→ Document excerpt
Around their experimental household, there were satellite figures from Skinner Street: Fanny, and Claire’s brother Charles Clairmont — rather wild in the ‘Clairmont style’ as Mary noted. There was also Peacock, torn between his mistress Marianne St Croix and the unknown heiress who appeared briefly on his horizon, and equally troubled by summonses for debt. In January he went one worse than Shelley and landed
himself briefly in prison.56 Further off there were rumblings from Chapel Street, for Harriet had also heard of the death of Sir Bysshe, and was now pressing hard for a definite legal settlement from Shelley. Shelley was all the time anxiously awaiting the outcome of two decisive events: the birth of Mary’s child, due in April, and the distribution of the settlement of Sir Bysshe’s will.

→ The exercise
Reproduce the stretch of the Shelley excerpt from "Around their experimental" through "Sir Bysshe’s will.". The material after this Shelley excerpt plays no part in what is asked here.

→ Dataset rows
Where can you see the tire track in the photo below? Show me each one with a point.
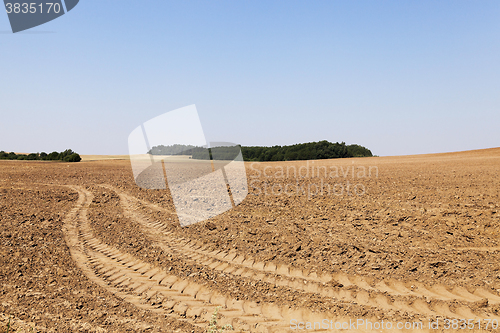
(154, 289)
(413, 297)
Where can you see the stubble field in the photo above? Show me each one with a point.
(393, 239)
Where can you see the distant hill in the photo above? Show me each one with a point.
(302, 151)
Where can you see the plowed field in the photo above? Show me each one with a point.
(412, 239)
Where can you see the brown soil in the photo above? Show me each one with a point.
(83, 249)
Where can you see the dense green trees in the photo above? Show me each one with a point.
(67, 156)
(301, 151)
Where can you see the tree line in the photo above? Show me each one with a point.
(67, 156)
(302, 151)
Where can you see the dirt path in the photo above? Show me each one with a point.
(150, 288)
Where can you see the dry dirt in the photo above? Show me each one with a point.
(83, 249)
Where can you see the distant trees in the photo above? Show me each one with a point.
(67, 156)
(302, 151)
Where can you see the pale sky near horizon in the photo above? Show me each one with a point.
(398, 77)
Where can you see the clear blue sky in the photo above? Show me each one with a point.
(399, 77)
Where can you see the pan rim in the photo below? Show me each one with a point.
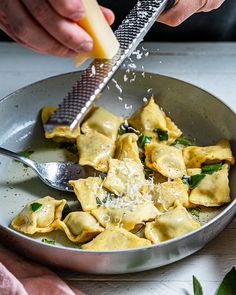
(229, 207)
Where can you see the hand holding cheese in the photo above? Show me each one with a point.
(48, 26)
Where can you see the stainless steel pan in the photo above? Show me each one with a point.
(196, 112)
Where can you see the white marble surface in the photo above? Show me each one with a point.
(210, 66)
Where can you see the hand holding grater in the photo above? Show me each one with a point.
(79, 100)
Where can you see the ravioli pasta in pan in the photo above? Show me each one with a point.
(152, 181)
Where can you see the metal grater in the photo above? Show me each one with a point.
(130, 33)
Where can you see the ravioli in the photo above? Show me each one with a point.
(124, 177)
(39, 216)
(127, 217)
(115, 238)
(172, 224)
(165, 195)
(127, 147)
(213, 190)
(95, 150)
(196, 156)
(59, 133)
(151, 117)
(80, 227)
(88, 191)
(102, 122)
(165, 159)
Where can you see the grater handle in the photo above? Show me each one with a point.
(83, 94)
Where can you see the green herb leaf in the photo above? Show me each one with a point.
(98, 201)
(183, 141)
(195, 179)
(142, 158)
(66, 211)
(228, 285)
(197, 288)
(143, 139)
(195, 212)
(35, 206)
(26, 154)
(162, 134)
(70, 147)
(125, 128)
(51, 242)
(210, 169)
(185, 179)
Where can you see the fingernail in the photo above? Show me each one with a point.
(77, 15)
(86, 46)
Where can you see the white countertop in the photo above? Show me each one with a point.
(210, 66)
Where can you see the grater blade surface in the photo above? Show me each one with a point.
(79, 100)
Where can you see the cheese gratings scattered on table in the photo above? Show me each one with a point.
(153, 186)
(105, 44)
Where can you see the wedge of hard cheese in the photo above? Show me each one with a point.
(105, 44)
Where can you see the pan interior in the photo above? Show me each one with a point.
(197, 113)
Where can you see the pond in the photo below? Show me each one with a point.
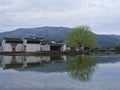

→ Final result
Around their experimental household, there were satellite figures from Skinner Street: Fanny, and Claire’s brother Charles Clairmont — rather wild in the ‘Clairmont style’ as Mary noted. There was also Peacock, torn between his mistress Marianne St Croix and the unknown heiress who appeared briefly on his horizon, and equally troubled by summonses for debt. In January he went one worse than Shelley and landed
himself briefly in prison.56 Further off there were rumblings from Chapel Street, for Harriet had also heard of the death of Sir Bysshe, and was now pressing hard for a definite legal settlement from Shelley. Shelley was all the time anxiously awaiting the outcome of two decisive events: the birth of Mary’s child, due in April, and the distribution of the settlement of Sir Bysshe’s will.